-- Ações solicitadas --
1 – Indique se cada afirmação concorda com o texto sobre lógica nos clássicos da filosofia, respondendo sim ou não e citando literalmente as palavras do texto que decidem a questão: (a) Anaxímenes situava a origem da vida no ar; (b) Pitágoras afirmava que o número é o fundamento de todas as coisas; (c) a dialética é apresentada como um caminho que dispensa definir e distinguir os conceitos envolvidos na discussão.
2 – Dê continuidade ao texto sobre lógica nos clássicos da filosofia a partir do ponto em que ele termina.

-- Texto fornecido --

Tópicos de Lógica nos clássicos da Filosofia

by Francisco on sábado, 10 de outubro de 2009

por Francisco Antônio de Andrade Filho



Vimos ser a Lógica o estudo da razão do ponto de vista de seu uso no conhecimento ou como meio de chegar à verdade. Discutimos o problema central da Lógica Menor ou Formal e o da Lógica Maior ou Material. Indagamos: quais são as regras que precisamos para raciocinar corretamente? Em que condições o raciocínio é não somente correto mas também verdadeiro e demonstrativo, e faz adquirir a ciência?


Trata-se de discutir os métodos das ciências. Enquanto tentativa de explicar a realidade, a ciência caracteriza por ser uma atividade metódica. De lógica. Atividade da fala que, ao se propor conhecer a realidade, busca atingir essa meta por meio de ações passíveis de serem reproduzidas. Linguagem essa que constitui um conjunto de concepções sobre o homem, a natureza e o próprio conhecimento, que sustentam um conjunto de regras de ação, de procedimentos, prescritos para se construir conhecimento científico.


Referir-se-á lógica filosófica é suscitar o debate sobre o enfoque dado pela dialética como um caminho de investigação trilhado pelos clássicos da filosofia. É através da dialética - dessa arte de no diálogo -, que os filósofos demonstram uma tese por meio de uma argumentação capaz de definir e distinguir claramente os conceitos envolvidos na discussão. Indicam o modo de compreendermos a realidade como essencialmente contraditória.


Assim, para o filósofo Tales (625-548 a.C.), a origem da vida estava na água; para Anaxímenes (585-528 a.C.), estava no ar. Segundo Heráclito (540-470 a.C.), o ser está no "vir-a-ser" ou no devir. O ser está a cada momento se modificando. Para Pitágoras (580-497 a.C.), "o número é o fundamento de todas as coisas (...) E, de fato, tudo o que se conhece tem número. Pois é impossível pensar ou conhecer algumas coisas sem aquele", afirmava ele.

-- Material fornecido --
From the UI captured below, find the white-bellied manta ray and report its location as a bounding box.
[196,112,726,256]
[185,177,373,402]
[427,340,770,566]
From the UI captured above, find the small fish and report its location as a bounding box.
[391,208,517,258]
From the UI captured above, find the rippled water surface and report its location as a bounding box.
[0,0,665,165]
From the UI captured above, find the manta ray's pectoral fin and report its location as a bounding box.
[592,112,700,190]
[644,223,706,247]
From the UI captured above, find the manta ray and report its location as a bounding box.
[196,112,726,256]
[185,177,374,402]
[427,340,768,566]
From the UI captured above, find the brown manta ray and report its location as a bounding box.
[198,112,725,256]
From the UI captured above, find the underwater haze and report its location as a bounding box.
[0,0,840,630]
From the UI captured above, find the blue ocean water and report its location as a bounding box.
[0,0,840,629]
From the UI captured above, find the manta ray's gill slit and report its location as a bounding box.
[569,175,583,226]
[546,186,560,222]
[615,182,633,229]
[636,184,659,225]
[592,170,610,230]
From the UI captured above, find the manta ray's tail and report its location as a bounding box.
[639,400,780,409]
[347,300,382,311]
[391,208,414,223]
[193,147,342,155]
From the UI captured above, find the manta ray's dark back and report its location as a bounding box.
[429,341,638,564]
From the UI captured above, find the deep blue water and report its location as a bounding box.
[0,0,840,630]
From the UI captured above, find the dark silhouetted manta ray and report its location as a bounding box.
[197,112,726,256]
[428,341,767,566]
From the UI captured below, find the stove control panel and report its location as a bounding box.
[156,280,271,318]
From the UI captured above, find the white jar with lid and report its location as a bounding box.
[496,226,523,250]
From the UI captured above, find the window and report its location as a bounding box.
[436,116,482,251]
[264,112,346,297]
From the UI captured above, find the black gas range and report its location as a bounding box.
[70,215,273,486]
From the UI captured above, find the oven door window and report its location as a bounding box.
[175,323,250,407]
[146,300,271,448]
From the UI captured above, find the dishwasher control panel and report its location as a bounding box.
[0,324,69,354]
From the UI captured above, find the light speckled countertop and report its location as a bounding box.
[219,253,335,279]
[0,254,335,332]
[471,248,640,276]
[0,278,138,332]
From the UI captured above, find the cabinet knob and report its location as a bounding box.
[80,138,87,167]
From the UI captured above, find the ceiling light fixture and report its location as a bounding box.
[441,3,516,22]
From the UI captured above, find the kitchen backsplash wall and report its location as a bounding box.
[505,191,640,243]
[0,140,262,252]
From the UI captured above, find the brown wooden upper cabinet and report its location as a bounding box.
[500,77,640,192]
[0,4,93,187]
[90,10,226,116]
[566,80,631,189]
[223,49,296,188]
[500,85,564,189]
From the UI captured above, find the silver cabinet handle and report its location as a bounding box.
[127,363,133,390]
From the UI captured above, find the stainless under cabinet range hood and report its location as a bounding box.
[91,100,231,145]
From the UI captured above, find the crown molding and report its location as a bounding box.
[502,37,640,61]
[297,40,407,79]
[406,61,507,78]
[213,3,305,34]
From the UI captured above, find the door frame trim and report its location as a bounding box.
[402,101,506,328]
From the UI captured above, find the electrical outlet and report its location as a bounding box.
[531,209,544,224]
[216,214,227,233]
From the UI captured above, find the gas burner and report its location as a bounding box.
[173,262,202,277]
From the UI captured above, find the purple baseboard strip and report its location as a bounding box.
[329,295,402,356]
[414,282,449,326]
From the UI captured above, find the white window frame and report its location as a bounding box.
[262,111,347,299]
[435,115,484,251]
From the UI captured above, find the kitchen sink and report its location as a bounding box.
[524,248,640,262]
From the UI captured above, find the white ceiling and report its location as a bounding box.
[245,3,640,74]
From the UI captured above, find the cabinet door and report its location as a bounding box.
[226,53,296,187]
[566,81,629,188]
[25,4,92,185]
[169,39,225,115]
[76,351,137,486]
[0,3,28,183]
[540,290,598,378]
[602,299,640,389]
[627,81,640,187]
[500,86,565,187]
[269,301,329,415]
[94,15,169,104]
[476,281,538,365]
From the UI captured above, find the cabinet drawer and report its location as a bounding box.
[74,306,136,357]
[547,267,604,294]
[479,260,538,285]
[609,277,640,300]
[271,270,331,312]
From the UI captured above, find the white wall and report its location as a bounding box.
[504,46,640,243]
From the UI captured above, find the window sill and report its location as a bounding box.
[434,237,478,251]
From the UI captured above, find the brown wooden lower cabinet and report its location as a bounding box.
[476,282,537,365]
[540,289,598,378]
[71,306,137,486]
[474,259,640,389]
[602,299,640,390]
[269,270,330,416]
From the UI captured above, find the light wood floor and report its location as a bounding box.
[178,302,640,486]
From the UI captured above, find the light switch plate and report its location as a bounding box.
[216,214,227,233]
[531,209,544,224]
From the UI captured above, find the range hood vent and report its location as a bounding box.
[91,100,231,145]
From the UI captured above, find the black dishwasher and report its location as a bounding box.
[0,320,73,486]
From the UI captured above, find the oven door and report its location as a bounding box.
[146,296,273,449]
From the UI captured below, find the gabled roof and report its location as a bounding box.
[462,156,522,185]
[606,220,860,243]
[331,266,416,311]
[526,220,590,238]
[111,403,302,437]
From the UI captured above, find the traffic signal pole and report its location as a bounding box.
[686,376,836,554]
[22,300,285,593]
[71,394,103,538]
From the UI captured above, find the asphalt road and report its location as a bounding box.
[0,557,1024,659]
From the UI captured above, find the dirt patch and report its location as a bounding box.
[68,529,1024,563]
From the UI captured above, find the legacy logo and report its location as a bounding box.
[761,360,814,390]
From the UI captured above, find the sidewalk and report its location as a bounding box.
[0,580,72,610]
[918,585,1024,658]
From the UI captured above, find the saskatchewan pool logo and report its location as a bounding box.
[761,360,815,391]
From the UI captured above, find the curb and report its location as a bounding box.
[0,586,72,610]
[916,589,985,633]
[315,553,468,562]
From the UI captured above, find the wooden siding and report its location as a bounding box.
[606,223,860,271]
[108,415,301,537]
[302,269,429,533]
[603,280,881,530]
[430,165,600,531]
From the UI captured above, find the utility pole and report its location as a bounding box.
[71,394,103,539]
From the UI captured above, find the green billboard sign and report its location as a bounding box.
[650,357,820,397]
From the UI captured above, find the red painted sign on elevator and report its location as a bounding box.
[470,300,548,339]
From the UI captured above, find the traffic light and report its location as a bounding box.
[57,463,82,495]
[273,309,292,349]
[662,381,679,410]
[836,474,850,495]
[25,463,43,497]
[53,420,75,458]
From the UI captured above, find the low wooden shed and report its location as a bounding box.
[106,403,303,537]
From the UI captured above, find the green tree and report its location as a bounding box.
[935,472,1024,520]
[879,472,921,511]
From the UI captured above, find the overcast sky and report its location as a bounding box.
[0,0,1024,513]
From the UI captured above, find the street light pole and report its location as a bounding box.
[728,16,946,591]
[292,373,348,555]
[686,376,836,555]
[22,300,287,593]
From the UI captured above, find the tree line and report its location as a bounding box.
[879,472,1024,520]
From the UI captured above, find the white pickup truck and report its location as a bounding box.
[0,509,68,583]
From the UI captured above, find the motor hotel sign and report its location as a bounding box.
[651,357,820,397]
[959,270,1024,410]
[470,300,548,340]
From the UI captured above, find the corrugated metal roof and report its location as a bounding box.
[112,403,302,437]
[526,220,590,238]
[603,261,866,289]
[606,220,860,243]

-- Lista de respostas --
1 –
(a) Sim: “para Anaxímenes (585-528 a.C.), estava no ar”.
(b) Sim: “o número é o fundamento de todas as coisas”.
(c) Não: “capaz de definir e distinguir claramente os conceitos envolvidos na discussão”.

2 –
Platão (426-348 a.C.) filosofava: "Pensamento e discurso são, pois, a mesma coisa, salvo que é ao diálogo interior da alma consigo mesma que chamamos pensamento". E Aristóteles (348-322 a.C.) dizia: "É, pois, manifesto que a ciência a adquirir é a das causas primeiras, pois dizemos que conhecemos cada coisa somente quando julgamos conhecer a sua primeira causa".


RENÉ DESCARTES (1596-1650)
"Entendo por método regras certas e fáceis, que permitem a quem exatamente as observar nunca tomar por verdadeiro algo de falso e, sem desperdiçar inutilmente nenhum esforço da mente, mas aumentando sempre gradualmente o saber, atingir o conhecimento verdadeiro de tudo o que será capaz de saber". (Regras Para a Direção do Espírito)



BARUCH DE ESPINOSA (1632-1677)
"Mas como os homens no começo, com instrumentos inatos, puderam fabricar algumas coisas muito fáceis, ainda que laboriosas e imperfeitamente, feito que, fabricaram outras coisas mais difíceis, com menos trabalho e mais perfeição, passando gradativamente das obras e instrumentos, para chegar a fazer tantas coisas e tão difíceis com pouco trabalho, também o intelecto, por sua forma nativa, faz para si instrumentos intelectuais e por meio deles adquirir outras forças para outras obras intelectuais, graças às quais fabrica outros instrumentos ou poder de continuar investigando, e assim prosseguindo gradativamente até atingir o cume da sabedoria". (Tratado da Correção do Intelecto)



JEAN-JACQUES ROUSSEAU (1712-1778)
Tópicos do Discurso Sobre as Ciências e as Artes (1750)
"Na política, como na moral, é um grande mal não se fazer de algum modo o bem e todo cidadão inútil pode ser considerado pernicioso (...) Os antigos políticos falavam constantemente de costumes e virtudes, os nossos só falam de comércio, de dinheiro e de poder (...) Avaliam os homens como gado. Segundo eles, um homem só vale para o Estado pelo seu consumo"


"... Reconhecei, pois, a pouca importância de vossas produções e, se o trabalho dos mas esclarecidos de nossos sábios e de nossos melhores cidadãos nos proporciona tão parca utilidade, dizei-nos o que devemos pensar dessa chusma de escritores obscuros e de letrados ociosos que, em pura perda, devoram a substância do Estado."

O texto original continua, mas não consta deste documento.